**Written instruction**
Each record must be retyped in full. No character may differ.

------------

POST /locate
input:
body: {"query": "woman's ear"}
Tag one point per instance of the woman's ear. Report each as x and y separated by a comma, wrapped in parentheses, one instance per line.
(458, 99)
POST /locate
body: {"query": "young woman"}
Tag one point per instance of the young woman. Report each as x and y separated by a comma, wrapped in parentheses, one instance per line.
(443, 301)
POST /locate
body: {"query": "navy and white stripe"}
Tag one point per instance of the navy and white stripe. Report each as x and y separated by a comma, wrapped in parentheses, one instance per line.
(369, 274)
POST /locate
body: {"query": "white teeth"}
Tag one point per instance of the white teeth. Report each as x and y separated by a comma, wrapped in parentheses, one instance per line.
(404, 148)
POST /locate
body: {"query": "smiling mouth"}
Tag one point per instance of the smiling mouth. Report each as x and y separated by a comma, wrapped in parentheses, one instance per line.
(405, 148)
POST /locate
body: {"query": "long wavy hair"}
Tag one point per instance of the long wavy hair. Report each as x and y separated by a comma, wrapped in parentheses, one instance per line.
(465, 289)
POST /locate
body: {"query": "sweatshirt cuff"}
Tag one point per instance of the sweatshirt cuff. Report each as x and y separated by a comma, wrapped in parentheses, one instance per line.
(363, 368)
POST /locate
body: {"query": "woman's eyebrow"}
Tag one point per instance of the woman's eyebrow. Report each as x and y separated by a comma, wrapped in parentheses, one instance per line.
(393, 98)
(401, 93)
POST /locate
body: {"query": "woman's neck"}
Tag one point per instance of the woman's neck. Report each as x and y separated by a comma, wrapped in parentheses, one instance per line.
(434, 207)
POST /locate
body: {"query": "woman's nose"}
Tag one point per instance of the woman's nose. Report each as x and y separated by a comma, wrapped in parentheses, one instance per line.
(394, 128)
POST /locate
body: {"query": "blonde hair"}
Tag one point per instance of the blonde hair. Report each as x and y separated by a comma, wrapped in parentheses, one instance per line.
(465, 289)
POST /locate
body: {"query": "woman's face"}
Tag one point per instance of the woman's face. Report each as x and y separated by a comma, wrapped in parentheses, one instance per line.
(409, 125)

------------

**Task answer**
POST /locate
input:
body: {"query": "woman's ear"}
Tag one point per instance of the woman's ear. Report each as x and y separated by a comma, wrapped in parentheses, one instance per line.
(458, 99)
POST /locate
body: {"query": "young woman"}
Tag one point per instance of the young woman. Report each as x and y separated by a comma, wrapped in parentheses, one instance per line.
(443, 301)
POST /locate
body: {"query": "navy and white stripe"}
Tag one point per instance of the navy and white stripe. Report each as x and y separated by a comma, wrapped in parentheses, one instance per line.
(369, 274)
POST /locate
body: {"query": "white teeth"}
Tag one point per instance of the white teeth. Report each as x and y separated by a comma, wrapped in parentheses, one instance per line.
(404, 148)
POST /locate
body: {"query": "smiling mouth"}
Tag one point per instance of the smiling mouth. Report each as x and y separated by a comma, wrapped in parentheses, one instance per line.
(405, 148)
POST /locate
body: {"query": "long wavy hair"}
Tag one point per instance of the long wavy hair. Report each as x and y separated by a comma, wrapped in parentheses, one instance per line.
(465, 289)
POST /locate
body: {"query": "sweatshirt cuff"}
Tag one point per instance of the sweatshirt cuff. Report each as x and y separated by a comma, wrapped in parentheses, one instance per line.
(363, 368)
POST /locate
body: {"query": "woman's eyebrow"}
Tag one point per instance of the woman's eyebrow. Report each as x and y separated by a comma, wrapped in parentheses, one instance per line.
(393, 98)
(401, 93)
POST /locate
body: {"query": "woman's neck"}
Tag one point per instance of the woman's neck. Report each as x and y separated by a comma, wrapped in parentheses, one instance per line.
(434, 207)
POST /locate
body: {"query": "woman's nose"}
Tag one point per instance of the woman's nose. Report each as x and y separated by a comma, wrapped in parentheses, one instance per line.
(394, 128)
POST /locate
body: {"query": "blonde hair"}
Tag one point per instance of the blonde hair. Report each as x and y separated by a comma, wrapped in parentheses, one instance per line.
(465, 289)
POST /locate
body: {"query": "woman's face"}
Tag one point per instance of the woman's face. Report each as x and y separated by a comma, wrapped in parentheses, one instance per line.
(409, 125)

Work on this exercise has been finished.